[Point localization data]
-----

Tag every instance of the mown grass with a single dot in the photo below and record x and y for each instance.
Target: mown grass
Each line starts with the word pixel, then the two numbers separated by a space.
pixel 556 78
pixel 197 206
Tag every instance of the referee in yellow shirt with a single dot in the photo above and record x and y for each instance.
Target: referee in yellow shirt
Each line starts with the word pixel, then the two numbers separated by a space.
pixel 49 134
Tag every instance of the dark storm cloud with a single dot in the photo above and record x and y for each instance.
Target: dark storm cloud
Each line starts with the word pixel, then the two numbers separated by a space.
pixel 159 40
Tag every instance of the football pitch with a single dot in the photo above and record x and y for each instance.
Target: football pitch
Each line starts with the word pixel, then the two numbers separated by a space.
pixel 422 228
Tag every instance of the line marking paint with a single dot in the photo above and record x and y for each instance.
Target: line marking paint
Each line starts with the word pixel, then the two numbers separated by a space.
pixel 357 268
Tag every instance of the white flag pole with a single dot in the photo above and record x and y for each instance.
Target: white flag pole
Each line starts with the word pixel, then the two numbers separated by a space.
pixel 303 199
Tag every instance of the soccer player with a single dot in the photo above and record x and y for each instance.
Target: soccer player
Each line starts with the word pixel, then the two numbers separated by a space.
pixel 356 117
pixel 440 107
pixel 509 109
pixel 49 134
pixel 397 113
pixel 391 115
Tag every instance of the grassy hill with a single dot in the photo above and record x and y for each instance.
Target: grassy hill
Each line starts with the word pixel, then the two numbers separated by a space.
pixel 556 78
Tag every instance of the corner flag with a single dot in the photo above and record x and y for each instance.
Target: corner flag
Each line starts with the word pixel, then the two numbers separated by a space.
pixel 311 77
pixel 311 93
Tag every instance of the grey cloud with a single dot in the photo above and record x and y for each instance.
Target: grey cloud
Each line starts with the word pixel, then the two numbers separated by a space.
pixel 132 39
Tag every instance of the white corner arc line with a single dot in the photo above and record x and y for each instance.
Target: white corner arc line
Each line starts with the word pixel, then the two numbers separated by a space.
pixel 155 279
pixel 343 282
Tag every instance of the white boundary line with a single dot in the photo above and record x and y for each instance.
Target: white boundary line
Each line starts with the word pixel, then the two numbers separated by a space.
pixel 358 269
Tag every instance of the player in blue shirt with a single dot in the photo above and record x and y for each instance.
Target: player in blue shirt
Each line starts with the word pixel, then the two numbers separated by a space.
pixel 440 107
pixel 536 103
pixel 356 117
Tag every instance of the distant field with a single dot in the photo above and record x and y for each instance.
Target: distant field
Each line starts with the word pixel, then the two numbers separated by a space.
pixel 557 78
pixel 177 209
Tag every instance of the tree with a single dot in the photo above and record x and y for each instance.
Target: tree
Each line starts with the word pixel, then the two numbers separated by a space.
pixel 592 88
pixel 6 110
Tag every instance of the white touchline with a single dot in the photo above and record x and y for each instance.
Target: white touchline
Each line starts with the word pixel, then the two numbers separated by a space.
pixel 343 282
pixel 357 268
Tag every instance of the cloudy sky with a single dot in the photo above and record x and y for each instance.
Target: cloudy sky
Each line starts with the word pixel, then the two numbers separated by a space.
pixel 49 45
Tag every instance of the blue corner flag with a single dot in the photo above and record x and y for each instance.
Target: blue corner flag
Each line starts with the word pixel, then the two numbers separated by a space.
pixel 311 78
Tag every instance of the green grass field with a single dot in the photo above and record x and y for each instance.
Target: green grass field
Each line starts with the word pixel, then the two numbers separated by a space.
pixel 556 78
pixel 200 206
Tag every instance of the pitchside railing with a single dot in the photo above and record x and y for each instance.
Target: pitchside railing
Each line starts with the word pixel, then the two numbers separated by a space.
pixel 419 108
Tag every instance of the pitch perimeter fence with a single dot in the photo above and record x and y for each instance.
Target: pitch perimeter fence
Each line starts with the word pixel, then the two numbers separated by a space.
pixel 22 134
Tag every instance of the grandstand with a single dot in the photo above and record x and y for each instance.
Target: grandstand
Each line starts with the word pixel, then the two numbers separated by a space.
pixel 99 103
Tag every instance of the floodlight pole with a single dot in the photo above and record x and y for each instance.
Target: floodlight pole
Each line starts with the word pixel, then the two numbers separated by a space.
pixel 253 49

-----

**YOUR ASSIGNMENT**:
Output the line bearing "Tag every instance of the floodlight" along with all the lines after it through the end of the entries, exactly, and no other lines.

**RESPONSE TO THE TASK**:
Tag every instance of the floodlight pole with a single dot in the photo above and record x and y for each instance.
Target: floodlight pole
Each line starts with the word pixel, then the two numbers separated by a space.
pixel 253 49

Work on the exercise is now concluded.